# How do I rotate my avatar? it's so deceiving!



## WilsonR6 (Feb 14, 2012)

I'm actually 19 stone of lean muscle but it makes me look about 13 stone not sure what's going on how do I rotate it?


----------



## 12 gauge (Jul 16, 2011)

WilsonR6 said:


> but it makes me look about 13 stone


Not even that :lol:


----------



## Kloob (Jun 3, 2012)

FYI 19 stone is 266 pounds. Dwayne Johnson is 263 pound.

Might want to get your scales fixed mate. You're more like 13


----------



## WilsonR6 (Feb 14, 2012)

12 gauge said:


> Not even that :lol:


See what I mean?



Kloob said:


> FYI 19 stone is 266 pounds. Dwayne Johnson is 263 pound.
> 
> Might want to get your scales fixed mate. You're more like 13


I'd post a pic of a facepalm but I can't be bothered searching for one so I'll just write it instead

Facepalm :thumbdown:

Does anyone actually know?

*DATA BLOCK*
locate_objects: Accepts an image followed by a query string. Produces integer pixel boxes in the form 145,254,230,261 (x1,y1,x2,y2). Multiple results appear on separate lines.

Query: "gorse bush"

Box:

*EXERCISE BRIEF*
In the forum thread about rotating an avatar, why does WilsonR6 write out the word "Facepalm" instead of posting a picture of one? Answer in one to three sentences.

*TASK RESULT*
WilsonR6 says he can't be bothered searching for a facepalm picture. He writes the word instead.